- EXCERTO DA PÁGINA:
15. Nem houve a participação do serviço competente do ministério responsável pela área laboral com vista a promover a regularidade da sua instrução substantiva e procedimental e a conciliação dos interesses das partes.
16. Após o decurso dos 15 dias referidos no art.º 363º do C.T., a Ré não comunicou ao Autor a sua decisão, com menção expressa do motivo e a data da cessação do contrato e indicação do montante, forma, momento e lugar de pagamento da compensação, dos créditos vencidos e dos exigíveis por efeito da cessação do contrato de trabalho com a antecedência mínima de 75 dias relativamente à data da cessação (cf. art.º 363º n.º 1 do C.T.).
17. O D... não concedeu ao Autor um crédito de horas correspondente a dois dias de trabalho por semana, sem prejuízo de retribuição.

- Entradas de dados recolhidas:
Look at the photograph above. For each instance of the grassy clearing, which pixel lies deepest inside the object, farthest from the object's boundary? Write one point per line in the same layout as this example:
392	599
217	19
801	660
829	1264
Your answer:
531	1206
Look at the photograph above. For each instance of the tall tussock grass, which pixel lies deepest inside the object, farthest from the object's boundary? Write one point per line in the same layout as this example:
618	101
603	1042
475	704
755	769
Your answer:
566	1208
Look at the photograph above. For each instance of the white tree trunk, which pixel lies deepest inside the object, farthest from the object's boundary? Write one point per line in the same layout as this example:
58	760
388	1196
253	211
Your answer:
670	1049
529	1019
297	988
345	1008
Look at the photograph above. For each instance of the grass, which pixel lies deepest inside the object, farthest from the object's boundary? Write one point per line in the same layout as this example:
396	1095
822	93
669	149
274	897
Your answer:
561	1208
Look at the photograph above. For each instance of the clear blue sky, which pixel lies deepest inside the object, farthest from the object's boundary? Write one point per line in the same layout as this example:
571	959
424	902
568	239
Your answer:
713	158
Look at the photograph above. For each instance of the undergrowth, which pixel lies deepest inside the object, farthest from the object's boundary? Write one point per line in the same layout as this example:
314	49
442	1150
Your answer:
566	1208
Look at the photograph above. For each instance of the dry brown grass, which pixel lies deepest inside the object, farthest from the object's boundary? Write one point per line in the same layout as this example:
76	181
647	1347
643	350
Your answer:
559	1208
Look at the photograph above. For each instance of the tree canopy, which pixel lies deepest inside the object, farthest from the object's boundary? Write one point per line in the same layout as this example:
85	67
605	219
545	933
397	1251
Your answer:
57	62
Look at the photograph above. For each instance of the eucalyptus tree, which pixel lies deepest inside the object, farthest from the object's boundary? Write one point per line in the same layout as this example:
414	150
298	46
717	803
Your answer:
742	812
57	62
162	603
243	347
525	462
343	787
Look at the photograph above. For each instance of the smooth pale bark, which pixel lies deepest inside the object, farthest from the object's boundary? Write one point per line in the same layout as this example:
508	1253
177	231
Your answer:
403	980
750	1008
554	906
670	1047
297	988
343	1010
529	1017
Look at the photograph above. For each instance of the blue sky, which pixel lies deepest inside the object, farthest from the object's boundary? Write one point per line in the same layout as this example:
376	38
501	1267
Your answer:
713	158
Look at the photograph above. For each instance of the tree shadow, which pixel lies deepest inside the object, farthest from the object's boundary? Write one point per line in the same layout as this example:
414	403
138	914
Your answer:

- INSTRUÇÃO ESCRITA: Transcreva do excerto sobre a cessação do contrato de trabalho o trecho que vai de "15. Nem houve" até "prejuízo de retribuição.", inclusive. As linhas acima não têm qualquer papel nisto.

- RESULTADO:
15. Nem houve a participação do serviço competente do ministério responsável pela área laboral com vista a promover a regularidade da sua instrução substantiva e procedimental e a conciliação dos interesses das partes.
16. Após o decurso dos 15 dias referidos no art.º 363º do C.T., a Ré não comunicou ao Autor a sua decisão, com menção expressa do motivo e a data da cessação do contrato e indicação do montante, forma, momento e lugar de pagamento da compensação, dos créditos vencidos e dos exigíveis por efeito da cessação do contrato de trabalho com a antecedência mínima de 75 dias relativamente à data da cessação (cf. art.º 363º n.º 1 do C.T.).
17. O D... não concedeu ao Autor um crédito de horas correspondente a dois dias de trabalho por semana, sem prejuízo de retribuição.